= READING TEXT =
--
Factorise ${{\sin }^{6}}\theta +{{\cos }^{6}}\theta $ using the identity ${{a}^{3}}+{{b}^{3}}=\left( a+b \right)\left( {{a}^{2}}-ab+{{b}^{2}} \right)$. Finally, use ${{a}^{2}}+{{b}^{2}}={{\left( a+b \right)}^{2}}-2ab$ and hence prove that ${{\sin }^{6}}\theta +{{\cos }^{6}}\theta =\dfrac{4-3{{\left( {{m}^{2}}-1 \right)}^{2}}}{4}$
Complete step-by-step answer:
We have $\sin \theta +\cos \theta =m$
Squaring both sides of the equation, we get
${{\left( \sin \theta +\cos \theta \right)}^{2}}={{m}^{2}}$
We know that ${{\left( a+b \right)}^{2}}={{a}^{2}}+2ab+{{b}^{2}}$
Using the above algebraic identity, we get
${{\sin }^{2}}\theta +2\sin \theta \cos \theta +{{\cos }^{2}}\theta ={{m}^{2}}$
We know that ${{\sin }^{2}}\theta +{{\cos }^{2}}\theta =1$
Using the above identity, we get
$1+2\sin \theta \cos \theta ={{m}^{2}}$
Subtracting 1 from both sides, we get
$2\sin \theta \cos \theta ={{m}^{2}}-1$
Now, we have
${{\sin }^{6}}\theta +{{\cos }^{6}}\theta ={{\left( {{\sin }^{2}}\theta \right)}^{3}}+{{\left( {{\cos }^{2}}\theta \right)}^{3}}$
We know that ${{a}^{3}}+{{b}^{3}}=\left( a+b \right)\left( {{a}^{2}}-ab+{{b}^{2}} \right)$
Using the above algebraic identity, we get
${{\sin }^{6}}\theta +{{\cos }^{6}}\theta =\left( {{\sin }^{2}}\theta +{{\cos }^{2}}\theta \right)\left( {{\sin }^{4}}\theta -{{\sin }^{2}}\theta {{\cos }^{2}}\theta +{{\cos }^{4}}\theta \right)$
We know that ${{\sin }^{2}}\theta +{{\cos }^{2}}\theta =1,$ we get
${{\sin }^{6}}\theta +{{\cos }^{6}}\theta ={{\sin }^{4}}\theta -{{\sin }^{2}}\theta {{\cos }^{2}}\theta +{{\cos }^{4}}\theta $
Adding and subtracting $2{{\sin }^{2}}\theta {{\cos }^{2}}\theta ,$ we get
${{\sin }^{6}}\theta +{{\cos }^{6}}\theta ={{\sin }^{4}}\theta +2{{\sin }^{2}}\theta {{\cos }^{2}}\theta +{{\cos }^{4}}\theta -{{\sin }^{2}}\theta {{\cos }^{2}}\theta -2{{\sin }^{2}}\theta {{\cos }^{2}}\theta $
We know that ${{\left( a+b \right)}^{2}}={{a}^{2}}+2ab+{{b}^{2}},$ we get
${{\sin }^{6}}\theta +{{\cos }^{6}}\theta ={{\left( {{\sin }^{2}}\theta +{{\cos }^{2}}\theta \right)}^{2}}-3{{\sin }^{2}}\theta {{\cos }^{2}}\theta $
Using ${{\sin }^{2}}\theta +{{\cos }^{2}}\theta =1,$ we get
${{\sin }^{6}}\theta +{{\cos }^{6}}\theta =1-3{{\left( \sin \theta \cos \theta \right)}^{2}}$
Substituting the value of $\sin \theta \cos \theta ,$ we get
${{\sin }^{6}}\theta +{{\cos }^{6}}\theta =1-3{{\left( \dfrac{{{m}^{2}}-1}{2} \right)}^{2}}$
Hence, we have
${{\sin }^{6}}\theta +{{\cos }^{6}}\theta =1-3\dfrac{{{\left( {{m}^{2}}-1 \right)}^{2}}}{4}=\dfrac{4-3{{\left( {{m}^{2}}-1 \right)}^{2}}}{4}$
Hence proved.
--
= RECORDS PROVIDED =
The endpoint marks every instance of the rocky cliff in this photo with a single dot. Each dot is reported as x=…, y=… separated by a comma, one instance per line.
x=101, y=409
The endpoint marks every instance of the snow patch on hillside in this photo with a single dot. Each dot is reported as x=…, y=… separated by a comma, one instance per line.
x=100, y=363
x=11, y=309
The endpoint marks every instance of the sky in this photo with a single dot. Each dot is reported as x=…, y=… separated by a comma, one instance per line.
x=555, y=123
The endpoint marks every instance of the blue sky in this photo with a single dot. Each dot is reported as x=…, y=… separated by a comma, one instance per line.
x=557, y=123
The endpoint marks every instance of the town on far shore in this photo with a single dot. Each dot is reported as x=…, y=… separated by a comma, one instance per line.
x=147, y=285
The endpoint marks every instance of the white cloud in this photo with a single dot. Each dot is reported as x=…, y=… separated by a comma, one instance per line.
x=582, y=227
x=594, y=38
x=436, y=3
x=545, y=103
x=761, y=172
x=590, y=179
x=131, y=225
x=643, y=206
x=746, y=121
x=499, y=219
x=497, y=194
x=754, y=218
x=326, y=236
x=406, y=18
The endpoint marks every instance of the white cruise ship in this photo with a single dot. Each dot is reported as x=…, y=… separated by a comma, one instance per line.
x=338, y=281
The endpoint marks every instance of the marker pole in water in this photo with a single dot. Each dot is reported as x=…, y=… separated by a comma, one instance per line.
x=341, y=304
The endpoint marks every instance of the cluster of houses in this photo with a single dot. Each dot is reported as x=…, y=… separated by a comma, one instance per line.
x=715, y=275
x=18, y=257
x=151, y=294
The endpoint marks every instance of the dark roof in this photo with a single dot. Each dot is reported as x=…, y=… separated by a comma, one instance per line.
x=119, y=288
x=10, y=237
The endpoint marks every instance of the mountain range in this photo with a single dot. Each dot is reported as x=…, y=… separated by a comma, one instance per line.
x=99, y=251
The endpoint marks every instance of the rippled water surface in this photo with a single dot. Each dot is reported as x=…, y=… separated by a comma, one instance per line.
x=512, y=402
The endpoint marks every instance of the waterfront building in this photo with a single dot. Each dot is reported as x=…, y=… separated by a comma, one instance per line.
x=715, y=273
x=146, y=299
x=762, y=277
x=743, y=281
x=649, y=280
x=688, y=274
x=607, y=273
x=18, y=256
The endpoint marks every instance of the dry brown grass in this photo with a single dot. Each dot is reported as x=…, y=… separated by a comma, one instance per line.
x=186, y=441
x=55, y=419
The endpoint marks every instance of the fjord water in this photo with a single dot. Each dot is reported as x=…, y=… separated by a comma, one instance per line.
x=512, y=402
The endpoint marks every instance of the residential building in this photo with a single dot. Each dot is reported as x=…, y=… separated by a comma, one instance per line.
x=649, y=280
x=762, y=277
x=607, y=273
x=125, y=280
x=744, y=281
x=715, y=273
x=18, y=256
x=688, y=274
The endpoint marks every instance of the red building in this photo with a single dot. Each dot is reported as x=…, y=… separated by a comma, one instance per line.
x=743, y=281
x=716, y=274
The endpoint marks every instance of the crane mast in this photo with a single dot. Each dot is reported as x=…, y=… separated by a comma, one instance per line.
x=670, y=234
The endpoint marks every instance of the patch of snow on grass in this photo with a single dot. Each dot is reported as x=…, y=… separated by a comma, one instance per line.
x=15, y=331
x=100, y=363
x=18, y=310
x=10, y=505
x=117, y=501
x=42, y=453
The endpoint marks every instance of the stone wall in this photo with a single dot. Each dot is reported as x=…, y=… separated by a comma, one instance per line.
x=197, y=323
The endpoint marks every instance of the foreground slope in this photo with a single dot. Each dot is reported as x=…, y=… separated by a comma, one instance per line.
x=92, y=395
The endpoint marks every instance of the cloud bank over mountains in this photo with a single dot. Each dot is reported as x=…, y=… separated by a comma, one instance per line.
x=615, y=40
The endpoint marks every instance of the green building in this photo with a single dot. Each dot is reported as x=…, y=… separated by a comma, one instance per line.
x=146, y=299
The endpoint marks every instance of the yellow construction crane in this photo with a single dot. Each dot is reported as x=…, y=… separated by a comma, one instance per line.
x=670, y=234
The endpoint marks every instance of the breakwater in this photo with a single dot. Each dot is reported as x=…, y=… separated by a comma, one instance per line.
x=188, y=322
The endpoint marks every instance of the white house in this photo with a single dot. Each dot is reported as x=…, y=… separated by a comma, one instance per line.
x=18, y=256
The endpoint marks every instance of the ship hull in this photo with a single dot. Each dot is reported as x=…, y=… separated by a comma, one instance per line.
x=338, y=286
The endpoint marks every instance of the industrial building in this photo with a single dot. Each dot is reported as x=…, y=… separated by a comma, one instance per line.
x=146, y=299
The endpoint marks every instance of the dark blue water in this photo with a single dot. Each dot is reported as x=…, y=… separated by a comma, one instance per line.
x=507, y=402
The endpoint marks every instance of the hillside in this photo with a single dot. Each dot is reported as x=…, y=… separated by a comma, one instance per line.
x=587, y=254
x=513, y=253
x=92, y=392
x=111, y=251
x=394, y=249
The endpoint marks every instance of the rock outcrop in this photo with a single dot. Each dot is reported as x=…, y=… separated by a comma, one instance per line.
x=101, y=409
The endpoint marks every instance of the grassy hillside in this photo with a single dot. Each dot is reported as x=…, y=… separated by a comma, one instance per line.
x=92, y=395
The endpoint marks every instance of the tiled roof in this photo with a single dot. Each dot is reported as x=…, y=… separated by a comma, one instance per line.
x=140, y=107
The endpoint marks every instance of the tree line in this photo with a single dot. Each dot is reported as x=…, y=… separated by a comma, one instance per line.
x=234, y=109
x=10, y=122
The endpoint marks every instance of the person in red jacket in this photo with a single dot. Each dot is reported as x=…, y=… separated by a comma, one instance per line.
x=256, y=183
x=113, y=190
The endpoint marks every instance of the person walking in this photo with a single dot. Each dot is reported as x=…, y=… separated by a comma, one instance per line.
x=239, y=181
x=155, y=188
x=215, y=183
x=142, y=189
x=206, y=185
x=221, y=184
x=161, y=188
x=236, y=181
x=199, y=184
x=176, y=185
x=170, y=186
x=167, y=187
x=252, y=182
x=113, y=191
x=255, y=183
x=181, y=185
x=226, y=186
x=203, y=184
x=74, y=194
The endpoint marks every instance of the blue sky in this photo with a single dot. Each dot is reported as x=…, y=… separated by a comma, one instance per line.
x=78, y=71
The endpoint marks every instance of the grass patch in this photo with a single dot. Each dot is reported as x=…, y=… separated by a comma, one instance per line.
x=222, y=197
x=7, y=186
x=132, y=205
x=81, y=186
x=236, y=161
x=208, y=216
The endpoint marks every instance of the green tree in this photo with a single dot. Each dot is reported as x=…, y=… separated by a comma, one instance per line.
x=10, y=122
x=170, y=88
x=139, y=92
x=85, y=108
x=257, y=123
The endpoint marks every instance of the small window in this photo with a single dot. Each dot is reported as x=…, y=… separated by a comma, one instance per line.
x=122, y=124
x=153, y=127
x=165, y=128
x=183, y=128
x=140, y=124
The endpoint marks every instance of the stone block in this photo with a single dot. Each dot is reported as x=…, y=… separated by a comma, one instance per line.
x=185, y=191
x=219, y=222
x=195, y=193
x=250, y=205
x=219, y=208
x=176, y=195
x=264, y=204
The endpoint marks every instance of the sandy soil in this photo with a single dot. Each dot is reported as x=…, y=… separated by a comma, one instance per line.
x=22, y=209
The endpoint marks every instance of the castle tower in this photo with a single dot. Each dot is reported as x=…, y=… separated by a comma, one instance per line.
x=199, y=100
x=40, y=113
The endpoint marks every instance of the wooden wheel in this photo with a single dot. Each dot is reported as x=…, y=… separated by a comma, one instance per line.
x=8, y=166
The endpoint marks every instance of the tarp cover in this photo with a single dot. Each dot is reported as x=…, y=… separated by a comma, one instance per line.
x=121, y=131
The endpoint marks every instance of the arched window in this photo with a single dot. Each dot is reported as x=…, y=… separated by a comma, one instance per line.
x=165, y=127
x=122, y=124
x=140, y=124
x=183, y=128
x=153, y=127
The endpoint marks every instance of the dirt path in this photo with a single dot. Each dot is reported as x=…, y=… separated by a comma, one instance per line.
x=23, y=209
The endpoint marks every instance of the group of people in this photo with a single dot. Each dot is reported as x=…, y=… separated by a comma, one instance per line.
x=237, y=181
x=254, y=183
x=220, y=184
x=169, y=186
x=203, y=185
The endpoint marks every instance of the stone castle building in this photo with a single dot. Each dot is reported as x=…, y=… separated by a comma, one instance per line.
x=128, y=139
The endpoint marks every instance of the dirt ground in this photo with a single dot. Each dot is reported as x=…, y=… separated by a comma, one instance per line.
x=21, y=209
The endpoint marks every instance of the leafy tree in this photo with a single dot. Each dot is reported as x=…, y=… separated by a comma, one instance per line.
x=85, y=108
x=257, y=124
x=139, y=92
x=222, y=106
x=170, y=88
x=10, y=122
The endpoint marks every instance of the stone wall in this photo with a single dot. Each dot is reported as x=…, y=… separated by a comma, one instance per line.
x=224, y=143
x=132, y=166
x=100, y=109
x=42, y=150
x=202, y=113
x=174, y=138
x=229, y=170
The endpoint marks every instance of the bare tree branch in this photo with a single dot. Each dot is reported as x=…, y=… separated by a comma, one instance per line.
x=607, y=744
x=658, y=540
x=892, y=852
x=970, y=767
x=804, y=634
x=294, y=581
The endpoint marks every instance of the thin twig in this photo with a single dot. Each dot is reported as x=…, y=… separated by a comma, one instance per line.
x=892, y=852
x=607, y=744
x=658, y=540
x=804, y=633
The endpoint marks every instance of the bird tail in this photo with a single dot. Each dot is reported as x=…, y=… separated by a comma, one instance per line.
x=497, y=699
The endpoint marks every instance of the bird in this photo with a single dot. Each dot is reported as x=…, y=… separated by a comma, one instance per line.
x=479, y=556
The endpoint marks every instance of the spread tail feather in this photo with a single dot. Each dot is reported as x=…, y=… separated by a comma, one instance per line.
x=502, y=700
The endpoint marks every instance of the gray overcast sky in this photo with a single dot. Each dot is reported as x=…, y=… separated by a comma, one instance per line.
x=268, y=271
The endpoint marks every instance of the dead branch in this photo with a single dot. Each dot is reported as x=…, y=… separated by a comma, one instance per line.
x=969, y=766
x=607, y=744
--
= WHAT THIS TASK INVOLVES =
In the trigonometric proof, what expression is obtained for 2 sin θ cos θ in terms of m?

= SOLVED PROBLEM =
2 sin θ cos θ = m² − 1